* _PROBLEM TO WORK ON_:
Please restate exactly what appears in the records below from the first line to the line where "Please answer as" is, that line included.

:: DATA ::

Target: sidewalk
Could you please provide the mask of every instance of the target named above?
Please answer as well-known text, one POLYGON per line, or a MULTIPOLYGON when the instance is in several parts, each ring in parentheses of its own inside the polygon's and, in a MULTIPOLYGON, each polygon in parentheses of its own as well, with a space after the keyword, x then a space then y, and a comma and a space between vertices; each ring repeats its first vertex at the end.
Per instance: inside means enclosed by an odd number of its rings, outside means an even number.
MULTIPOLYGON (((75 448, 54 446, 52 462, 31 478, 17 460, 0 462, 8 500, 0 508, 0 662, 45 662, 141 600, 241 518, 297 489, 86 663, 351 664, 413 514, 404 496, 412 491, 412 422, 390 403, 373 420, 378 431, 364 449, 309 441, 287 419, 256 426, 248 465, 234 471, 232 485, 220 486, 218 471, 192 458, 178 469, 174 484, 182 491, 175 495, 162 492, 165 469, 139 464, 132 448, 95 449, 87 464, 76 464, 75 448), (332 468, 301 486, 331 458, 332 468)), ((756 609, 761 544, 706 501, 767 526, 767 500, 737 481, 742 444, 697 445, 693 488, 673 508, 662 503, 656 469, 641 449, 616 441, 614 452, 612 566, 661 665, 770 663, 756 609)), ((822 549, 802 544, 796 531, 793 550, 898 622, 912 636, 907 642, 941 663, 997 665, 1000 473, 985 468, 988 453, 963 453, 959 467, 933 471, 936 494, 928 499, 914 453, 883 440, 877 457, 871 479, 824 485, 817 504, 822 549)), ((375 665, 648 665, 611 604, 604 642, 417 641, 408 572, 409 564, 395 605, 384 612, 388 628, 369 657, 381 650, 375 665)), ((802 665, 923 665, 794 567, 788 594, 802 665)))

:::

* _TASK RESPONSE_:
Target: sidewalk
Could you please provide the mask of every instance of the target named above?
Please answer as well-known text, one POLYGON per line, or a MULTIPOLYGON when the instance is in several parts, each ring in parentheses of its own inside the polygon's and, in a MULTIPOLYGON, each polygon in parentheses of its own as well, with a space after the keyword, x then a space then y, and a comma and a space between vertices; each ring repeats its first vertex at the end.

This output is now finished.